* _CHALLENGE_:
Please write out exactly the lines that begin at the line containing "drawn like (253,126)." and run to the end of the records.

— Start DATASET RECORDS —

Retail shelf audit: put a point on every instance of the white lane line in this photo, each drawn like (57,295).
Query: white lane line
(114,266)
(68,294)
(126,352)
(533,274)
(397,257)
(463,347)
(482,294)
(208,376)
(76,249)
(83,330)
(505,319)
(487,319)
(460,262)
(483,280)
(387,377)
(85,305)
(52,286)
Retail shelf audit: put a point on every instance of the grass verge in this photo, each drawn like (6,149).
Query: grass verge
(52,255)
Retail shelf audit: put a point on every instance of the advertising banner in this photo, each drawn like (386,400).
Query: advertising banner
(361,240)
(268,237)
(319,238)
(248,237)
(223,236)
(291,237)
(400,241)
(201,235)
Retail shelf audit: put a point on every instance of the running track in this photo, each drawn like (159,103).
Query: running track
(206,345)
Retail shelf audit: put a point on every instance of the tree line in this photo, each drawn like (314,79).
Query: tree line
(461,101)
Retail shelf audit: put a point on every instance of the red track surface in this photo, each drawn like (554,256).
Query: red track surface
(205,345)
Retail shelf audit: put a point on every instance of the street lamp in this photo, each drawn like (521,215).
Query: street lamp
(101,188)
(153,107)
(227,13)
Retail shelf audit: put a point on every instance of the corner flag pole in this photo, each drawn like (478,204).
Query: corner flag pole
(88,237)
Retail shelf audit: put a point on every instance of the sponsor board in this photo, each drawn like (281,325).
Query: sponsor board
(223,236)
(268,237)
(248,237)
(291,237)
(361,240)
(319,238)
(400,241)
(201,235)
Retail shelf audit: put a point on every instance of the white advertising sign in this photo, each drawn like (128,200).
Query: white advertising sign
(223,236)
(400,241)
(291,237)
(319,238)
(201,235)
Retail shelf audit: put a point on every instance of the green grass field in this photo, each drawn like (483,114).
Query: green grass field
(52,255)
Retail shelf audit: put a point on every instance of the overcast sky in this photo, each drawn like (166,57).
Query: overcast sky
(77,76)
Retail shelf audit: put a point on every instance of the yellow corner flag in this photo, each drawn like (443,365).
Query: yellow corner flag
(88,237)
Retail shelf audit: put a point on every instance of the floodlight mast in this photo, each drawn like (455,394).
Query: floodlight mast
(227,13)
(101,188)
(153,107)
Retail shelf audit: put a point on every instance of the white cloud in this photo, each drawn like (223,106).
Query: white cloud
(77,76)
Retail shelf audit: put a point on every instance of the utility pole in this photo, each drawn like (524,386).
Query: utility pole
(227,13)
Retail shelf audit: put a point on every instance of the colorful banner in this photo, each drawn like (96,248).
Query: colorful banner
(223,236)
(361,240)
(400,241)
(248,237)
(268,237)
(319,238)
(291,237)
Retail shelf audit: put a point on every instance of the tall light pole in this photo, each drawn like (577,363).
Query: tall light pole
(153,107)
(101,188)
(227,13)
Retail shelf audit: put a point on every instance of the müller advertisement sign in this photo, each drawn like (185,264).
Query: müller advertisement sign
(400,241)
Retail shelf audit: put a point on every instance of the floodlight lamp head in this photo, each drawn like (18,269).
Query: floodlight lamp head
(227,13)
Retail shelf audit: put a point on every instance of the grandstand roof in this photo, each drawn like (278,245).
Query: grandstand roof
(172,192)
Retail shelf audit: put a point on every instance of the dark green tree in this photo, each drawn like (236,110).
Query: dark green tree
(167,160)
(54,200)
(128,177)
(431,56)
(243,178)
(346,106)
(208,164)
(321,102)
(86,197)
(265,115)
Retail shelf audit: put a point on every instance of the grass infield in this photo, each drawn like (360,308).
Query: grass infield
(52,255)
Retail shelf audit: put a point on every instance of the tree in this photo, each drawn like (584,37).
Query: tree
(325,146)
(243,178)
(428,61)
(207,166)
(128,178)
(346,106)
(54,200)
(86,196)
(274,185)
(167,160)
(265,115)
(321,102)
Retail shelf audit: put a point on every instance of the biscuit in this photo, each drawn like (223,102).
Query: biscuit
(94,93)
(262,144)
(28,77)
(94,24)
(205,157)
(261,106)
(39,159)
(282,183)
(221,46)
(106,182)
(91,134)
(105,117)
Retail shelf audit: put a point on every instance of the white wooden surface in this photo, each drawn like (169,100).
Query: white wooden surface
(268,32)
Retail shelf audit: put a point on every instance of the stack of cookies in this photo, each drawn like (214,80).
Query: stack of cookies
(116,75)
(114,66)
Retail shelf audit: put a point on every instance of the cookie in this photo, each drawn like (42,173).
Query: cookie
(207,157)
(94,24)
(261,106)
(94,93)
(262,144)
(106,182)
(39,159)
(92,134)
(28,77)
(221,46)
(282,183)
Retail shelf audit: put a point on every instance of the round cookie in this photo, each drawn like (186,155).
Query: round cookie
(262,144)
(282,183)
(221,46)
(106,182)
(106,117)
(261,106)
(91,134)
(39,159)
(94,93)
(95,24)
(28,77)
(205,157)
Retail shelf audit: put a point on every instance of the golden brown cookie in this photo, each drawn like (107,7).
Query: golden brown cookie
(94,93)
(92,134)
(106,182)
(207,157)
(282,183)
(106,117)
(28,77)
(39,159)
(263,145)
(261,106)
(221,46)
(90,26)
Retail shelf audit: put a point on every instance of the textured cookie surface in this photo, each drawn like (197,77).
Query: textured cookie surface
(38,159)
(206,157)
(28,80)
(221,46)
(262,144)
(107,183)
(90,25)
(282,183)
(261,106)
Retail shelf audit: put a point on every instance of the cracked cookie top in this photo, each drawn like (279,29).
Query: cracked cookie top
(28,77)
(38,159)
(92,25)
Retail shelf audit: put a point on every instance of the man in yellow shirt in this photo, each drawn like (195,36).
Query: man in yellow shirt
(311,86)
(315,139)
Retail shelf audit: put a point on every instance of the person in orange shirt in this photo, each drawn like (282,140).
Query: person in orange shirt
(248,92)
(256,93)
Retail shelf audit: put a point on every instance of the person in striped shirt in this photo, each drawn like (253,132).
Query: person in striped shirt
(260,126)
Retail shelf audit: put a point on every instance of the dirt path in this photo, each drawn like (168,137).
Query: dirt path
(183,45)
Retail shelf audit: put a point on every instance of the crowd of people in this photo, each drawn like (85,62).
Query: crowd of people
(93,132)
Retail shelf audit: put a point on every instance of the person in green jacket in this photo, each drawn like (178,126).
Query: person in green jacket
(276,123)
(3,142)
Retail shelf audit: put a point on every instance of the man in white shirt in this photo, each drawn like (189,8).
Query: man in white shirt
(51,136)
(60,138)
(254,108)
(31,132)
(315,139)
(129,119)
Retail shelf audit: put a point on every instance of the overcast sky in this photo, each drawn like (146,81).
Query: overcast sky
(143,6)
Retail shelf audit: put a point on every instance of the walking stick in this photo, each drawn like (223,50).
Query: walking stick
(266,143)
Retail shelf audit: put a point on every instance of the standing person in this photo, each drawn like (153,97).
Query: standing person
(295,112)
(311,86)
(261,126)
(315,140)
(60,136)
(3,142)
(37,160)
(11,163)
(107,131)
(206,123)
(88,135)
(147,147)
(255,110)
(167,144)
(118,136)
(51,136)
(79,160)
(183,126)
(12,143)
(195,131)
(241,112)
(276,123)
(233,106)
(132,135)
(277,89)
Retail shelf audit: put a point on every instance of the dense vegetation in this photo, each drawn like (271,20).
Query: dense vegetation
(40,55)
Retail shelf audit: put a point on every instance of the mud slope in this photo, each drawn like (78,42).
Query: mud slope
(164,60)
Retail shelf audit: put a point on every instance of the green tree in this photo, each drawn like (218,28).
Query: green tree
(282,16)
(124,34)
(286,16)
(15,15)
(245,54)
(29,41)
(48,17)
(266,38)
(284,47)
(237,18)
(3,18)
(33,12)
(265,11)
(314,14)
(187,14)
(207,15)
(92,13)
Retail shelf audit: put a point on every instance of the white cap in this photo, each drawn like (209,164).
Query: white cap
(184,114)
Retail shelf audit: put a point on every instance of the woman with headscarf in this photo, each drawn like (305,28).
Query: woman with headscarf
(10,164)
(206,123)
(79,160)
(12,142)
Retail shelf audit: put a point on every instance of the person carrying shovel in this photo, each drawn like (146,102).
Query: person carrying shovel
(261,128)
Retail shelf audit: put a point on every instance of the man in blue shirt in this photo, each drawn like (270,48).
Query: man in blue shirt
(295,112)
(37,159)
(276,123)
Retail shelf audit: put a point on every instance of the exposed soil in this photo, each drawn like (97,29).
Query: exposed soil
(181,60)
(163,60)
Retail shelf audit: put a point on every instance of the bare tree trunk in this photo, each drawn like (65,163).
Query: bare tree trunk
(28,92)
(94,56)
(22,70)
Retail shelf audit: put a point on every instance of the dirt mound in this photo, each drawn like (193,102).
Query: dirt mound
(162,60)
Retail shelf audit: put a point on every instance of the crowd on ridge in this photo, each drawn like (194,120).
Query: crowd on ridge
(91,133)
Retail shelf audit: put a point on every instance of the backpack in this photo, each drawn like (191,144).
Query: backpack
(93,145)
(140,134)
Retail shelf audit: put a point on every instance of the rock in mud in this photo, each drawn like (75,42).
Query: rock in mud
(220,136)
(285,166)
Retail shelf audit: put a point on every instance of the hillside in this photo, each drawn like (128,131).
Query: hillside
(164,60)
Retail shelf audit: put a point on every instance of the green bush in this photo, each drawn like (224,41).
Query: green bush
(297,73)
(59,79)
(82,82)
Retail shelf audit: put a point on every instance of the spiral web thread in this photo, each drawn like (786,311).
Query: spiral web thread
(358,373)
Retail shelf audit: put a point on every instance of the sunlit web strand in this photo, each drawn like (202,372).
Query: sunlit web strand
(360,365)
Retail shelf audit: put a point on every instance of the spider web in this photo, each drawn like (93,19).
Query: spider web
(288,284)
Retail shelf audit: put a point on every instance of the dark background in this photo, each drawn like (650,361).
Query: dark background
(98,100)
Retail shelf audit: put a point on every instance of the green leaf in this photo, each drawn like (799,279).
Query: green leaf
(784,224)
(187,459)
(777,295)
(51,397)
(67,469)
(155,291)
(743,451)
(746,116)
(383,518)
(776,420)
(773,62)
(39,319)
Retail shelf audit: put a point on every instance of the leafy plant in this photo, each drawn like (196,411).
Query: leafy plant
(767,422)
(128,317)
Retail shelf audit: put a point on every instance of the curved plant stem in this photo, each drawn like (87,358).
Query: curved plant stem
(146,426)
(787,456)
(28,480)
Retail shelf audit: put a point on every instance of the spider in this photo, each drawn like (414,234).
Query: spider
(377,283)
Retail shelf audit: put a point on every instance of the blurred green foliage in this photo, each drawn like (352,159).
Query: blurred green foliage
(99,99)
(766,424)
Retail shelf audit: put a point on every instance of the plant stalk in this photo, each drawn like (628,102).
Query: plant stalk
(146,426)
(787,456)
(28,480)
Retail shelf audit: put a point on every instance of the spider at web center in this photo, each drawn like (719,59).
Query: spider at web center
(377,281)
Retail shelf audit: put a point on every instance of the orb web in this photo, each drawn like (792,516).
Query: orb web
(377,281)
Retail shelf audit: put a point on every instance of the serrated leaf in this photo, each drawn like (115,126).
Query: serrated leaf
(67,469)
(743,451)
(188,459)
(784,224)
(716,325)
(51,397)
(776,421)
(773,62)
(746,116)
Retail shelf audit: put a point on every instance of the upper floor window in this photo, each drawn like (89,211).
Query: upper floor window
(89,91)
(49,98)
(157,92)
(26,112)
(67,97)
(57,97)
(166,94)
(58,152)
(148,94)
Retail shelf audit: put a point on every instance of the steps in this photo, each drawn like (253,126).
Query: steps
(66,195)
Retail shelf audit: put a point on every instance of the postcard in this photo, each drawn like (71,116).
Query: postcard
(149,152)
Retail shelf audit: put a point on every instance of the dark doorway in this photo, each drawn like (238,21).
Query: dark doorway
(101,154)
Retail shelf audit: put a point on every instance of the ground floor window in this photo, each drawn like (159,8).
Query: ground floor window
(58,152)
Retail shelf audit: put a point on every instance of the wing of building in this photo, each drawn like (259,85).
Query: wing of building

— End DATASET RECORDS —

* _TASK OUTPUT_:
Retail shelf audit: put a point on every instance of the steps in this photo, each drawn like (253,126).
Query: steps
(66,195)
Retail shelf audit: put a point on every instance of the postcard in this photo, each drawn like (71,116).
Query: postcard
(149,152)
Retail shelf audit: put a point on every instance of the dark doorway in this photo, each drawn like (238,21).
Query: dark doorway
(101,154)
Retail shelf audit: put a point on every instance of the ground floor window in this photo, each drawn like (159,8).
Query: ground floor window
(58,152)
Retail shelf audit: put a point on every instance of the wing of building in this photo, each drawn like (259,85).
Query: wing of building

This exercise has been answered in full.